Filed under Budget, Recession

24 responses to “U.S. Recession

  1. Here in town it is $1.99 and that is common out of town too. Aldi’s was $1.69 two weeks ago.

  2. Thanks Stephanir, $1.69 is our Walmart price, similar to Aldi’s. I’ll check the price at Walmart again tonight and see if it’s gone up. At most of the stores near me they’re $2.19 a dozen and advertising their low price! Ouch!

  3. I can get medium eggs on sale for $1.89 a dozen. Large eggs are $1.99. Sometimes I will see them on sale for $1.00 a dozen, and I stock up. I have to agree with you about recession. I have been saying it for quite a while. Groceries and gas are really going up in price, forclosures are rampant here in Phoenix, and people are having a hard time finding work. Seems like a recession to me. I told my husband that we have to get completely out of debt, now! I really am feeling the urgency of it lately.

  4. Mom2my6

    Hello,
    I loved hillbillyhousewife.com and I am enjoying frugal abundance. Thank you…..
    eggs in my neck of the woods @ the local mennonite farmstand are $1.95 a dozen….His prices are about the same as Aldi’s and wallmart…..YIKES

  5. cbrunette

    Large Brown Eggs (store brand!) are $2.19 here in Oklahoma. No joke! I’m looking around for a local chicken raiser to see if I can get better quality for the same/less. The fancy organic eggs are almost the same price now as store brand…funky!

    ~Anna

  6. Hey Melinda, Fred and I are feeling that urgency too. We don’t have much debt, mostly our house and my car, but our savings is not what it should be. I feel like I want to do things to protect myself and my family. I think that’s a normal response to economic trouble.

#### WRITTEN TASKS
#1 Locate each line in the records below that contains the word "building", and copy every such line.
#2 Continue the comment thread above on egg prices and the recession, starting after its final comment.

#### DATASET EXCERPTS
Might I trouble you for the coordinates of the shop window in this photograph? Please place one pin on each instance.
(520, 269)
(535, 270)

* * *

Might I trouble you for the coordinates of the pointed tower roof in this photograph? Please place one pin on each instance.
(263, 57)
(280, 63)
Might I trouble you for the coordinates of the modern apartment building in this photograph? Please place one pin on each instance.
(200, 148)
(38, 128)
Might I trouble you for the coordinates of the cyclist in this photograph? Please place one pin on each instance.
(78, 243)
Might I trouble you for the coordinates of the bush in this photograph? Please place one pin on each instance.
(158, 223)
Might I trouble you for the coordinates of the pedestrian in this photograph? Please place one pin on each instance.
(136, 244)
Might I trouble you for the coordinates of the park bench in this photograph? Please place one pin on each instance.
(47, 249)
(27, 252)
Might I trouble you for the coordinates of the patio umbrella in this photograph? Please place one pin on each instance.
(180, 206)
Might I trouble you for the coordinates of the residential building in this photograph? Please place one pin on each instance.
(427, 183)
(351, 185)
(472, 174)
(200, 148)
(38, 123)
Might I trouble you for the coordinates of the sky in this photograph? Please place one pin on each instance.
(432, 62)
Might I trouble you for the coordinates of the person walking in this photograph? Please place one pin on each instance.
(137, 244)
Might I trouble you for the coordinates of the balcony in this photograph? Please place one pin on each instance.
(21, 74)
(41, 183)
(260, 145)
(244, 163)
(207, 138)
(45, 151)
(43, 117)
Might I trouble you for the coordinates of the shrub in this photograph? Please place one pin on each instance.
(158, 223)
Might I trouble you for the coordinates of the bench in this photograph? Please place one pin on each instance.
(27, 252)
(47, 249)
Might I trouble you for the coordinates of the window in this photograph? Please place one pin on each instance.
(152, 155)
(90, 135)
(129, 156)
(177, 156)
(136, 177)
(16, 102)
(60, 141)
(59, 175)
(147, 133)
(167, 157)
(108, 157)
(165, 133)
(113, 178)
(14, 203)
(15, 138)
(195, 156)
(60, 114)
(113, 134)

#### RESULTS OF THE EXERCISE
#1
Might I trouble you for the coordinates of the modern apartment building in this photograph? Please place one pin on each instance.
Might I trouble you for the coordinates of the residential building in this photograph? Please place one pin on each instance.

#2
  7. Here in northern Indiana I pay $1 a dozen for brown ones! But I must say that I buy them from a friend of my daughters so he gives me a good deal. I told him that as long as he can give me eggs at that price I will CERTAINLY buy from him only.
    Blessings,
    Miki

  8. here in the Portland, OR metro area, I’m paying $2.69 for large cage-free eggs. I can’t remember how much the regular ones are, I quit buying them a few months ago because the cage-free ones are fresher.

    I think a lot of your opinions are spot on, by the way!

  9. kristina

    well miss maggie,
    i agree with everything you say. i want to add that i didnt like our last priminister as he blindly follow gwb like a love sick teenager. glad our new pm has some guts.
    eggs over here in australia were6 months ago, $3.00. now they have jumped to $5.00 a doz.
    looking into getting own chooks

  10. Roxanna Meiske

    I never claimed to be the smartest woman in America, I am just a wife, mother, grandmother, and small business owner. I can tell you that you are RIGHT on Miss Maggie. I have never been a fan of the current president. I am in Texas and saw what he did as our governor. Let me say that what he has done as president has not been a big surprise to me. I think that we are going to be in for years and years of problems because of the past 8 years. I think that the next president is able to turn this country around. Bring the people in uniform home. Stop being the World’s police. I think there is plenty here to keep us busy for years and years to come.
    Eggs in my area, central Texas were $3.29 for 18 last Saturday at H.E.B. grocery.

  11. Gilana

    Miss Maggie, rant away! This is YOUR space.
    Regarding eggs: I don’t know the going rate around here but I’m sure it’s relatively high, par for the course in New York City. General egg info, for those who might not know: Kept in the coldest part of your refrigerator, eggs keep well past the date on the carton, several weeks. The white gets runnier as they age, but that will not interfere with cooking, safety, or nutrition. In fact, older eggs peel easier after hard-boiling. Additionally, if you find a good deal, you can certainly crack them and freeze them, and you can do this with the whites and yolks separated too. If you happen to be making a meringue, let your whites come to room temperature and they will foam up and stiffen much more easily. Not exactly on topic, just my two cents.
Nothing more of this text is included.